▸ **READING TEXT**:
§ §
My name is Sylvain Lafrance, I’m from Québec, Canada. Before beginning, English is not my main language. Please excuse any mistakes I could have done in my posts.
As far as I can remember, I always liked electronic and computer stuff. My first contact with a “computer” is when I was in 5th or 6th grade. A teacher brought to his class a Commodore 64 to show us what a computer was. At this time, having a computer at home or even at school was extremely rare.
I’ve got my first computer in the early ’80s. It was a Commodore Vic-20 that my parents bought me. I remember learning to type on the keyboard, seeking through all the keys with my finger to find out the right letter. I didn’t even have a dataset yet, so you can guess that my little programs were erased every time I turned the computer off. But it was okay, I was more learning to type and trying to understand a few basic commands. A few weeks later, I bought a dataset then I was able to build bigger (under 3.5 KB !) programs and to save them. All this connected to a 12” black and white cathodic tv!
Like most people who started with a Vic-20, I’ve saved all my money and have upgraded to the C64 with a floppy disk drive. We were a handful of guys at school with C64s, we were exchanging programs and games. It was also the time where we were punching a hole on the side of a 5.25” floppy disk so we can use both sides of the disk!
§ §
▸ **RAW RECORDS**:
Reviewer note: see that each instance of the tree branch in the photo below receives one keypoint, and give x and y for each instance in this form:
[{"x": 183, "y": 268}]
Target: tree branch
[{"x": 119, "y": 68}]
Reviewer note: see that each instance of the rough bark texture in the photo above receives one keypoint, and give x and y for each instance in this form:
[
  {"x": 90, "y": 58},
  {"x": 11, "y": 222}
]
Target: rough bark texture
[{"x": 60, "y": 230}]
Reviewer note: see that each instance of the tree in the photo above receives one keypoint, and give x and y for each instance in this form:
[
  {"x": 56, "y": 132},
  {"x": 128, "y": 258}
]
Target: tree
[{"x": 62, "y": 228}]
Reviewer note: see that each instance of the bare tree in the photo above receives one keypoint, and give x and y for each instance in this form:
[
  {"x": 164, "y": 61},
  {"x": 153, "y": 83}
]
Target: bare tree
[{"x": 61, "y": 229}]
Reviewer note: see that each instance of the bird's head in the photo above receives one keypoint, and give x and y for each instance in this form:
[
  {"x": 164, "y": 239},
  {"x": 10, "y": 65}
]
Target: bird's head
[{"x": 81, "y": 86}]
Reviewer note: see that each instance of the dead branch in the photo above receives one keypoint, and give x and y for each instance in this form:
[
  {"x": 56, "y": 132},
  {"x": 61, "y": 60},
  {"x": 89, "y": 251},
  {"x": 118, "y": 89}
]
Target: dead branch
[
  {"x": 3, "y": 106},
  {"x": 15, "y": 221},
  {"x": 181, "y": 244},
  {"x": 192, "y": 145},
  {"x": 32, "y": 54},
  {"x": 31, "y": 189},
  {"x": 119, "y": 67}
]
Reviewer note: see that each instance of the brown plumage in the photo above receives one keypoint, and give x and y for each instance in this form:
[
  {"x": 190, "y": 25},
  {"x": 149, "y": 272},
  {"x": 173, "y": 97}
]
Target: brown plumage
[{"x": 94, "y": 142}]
§ §
▸ **WRITTEN INSTRUCTION A**: In the account of early home computers, what was the writer's first computer?
▸ **WRITTEN INSTRUCTION B**: Carry on the account of early home computers, starting after its final sentence.

▸ **ANSWER A**: A Commodore Vic-20.

▸ **ANSWER B**:
By the end of my 10th grade, I’ve bought an 8088 clone computer with a 10MB hard disk and started coding more seriously. In the next few years, I’ve learned Turbo Pascal. Even after those 30ish years, Turbo Pascal still my preferred language.
In the following years, I’ve frequently upgraded my computer and eventually left DOS and adopted Windows 3.0 like most people at this time. Even if Windows was getting in popularity, I kept coding in Turbo Pascal. I did a shareware named “HD-Driver”. It was a file manager program used to copy, move, and erase files. I sold a few copies in the US and Canada. It was in 1988-1990 years.
Once I’ve graduated in computer science, I’ve been lucky to have jobs where I’ve learned and perfected different languages like dBase/Clipper, HyperCard, C, C++, Fortran. As a hobby, I was still coding in Turbo Pascal and Delphi. No specific projects but just for the fun of coding.
Five years later, I’ve slowly stopped coding. I was then in the early 20ish and I had different interests. However, I never stopped thinking like a developer and all the things that I’ve learned in the previous years have always served me in my system administrator jobs. It’s always easier to understand problems when we can imagine how things are coded!
Back in love with coding:
My love for coding came back in 2016. I was having hard times with anxiety and burn-out and I needed something to change my mindstate. I’ve installed Xcode and started learning Swift. Just between you and me, getting back into coding has been really difficult but so much rewarding. A lot of things have changed in 20 years! Fortunately, coding is still coding and the basic concepts never changed.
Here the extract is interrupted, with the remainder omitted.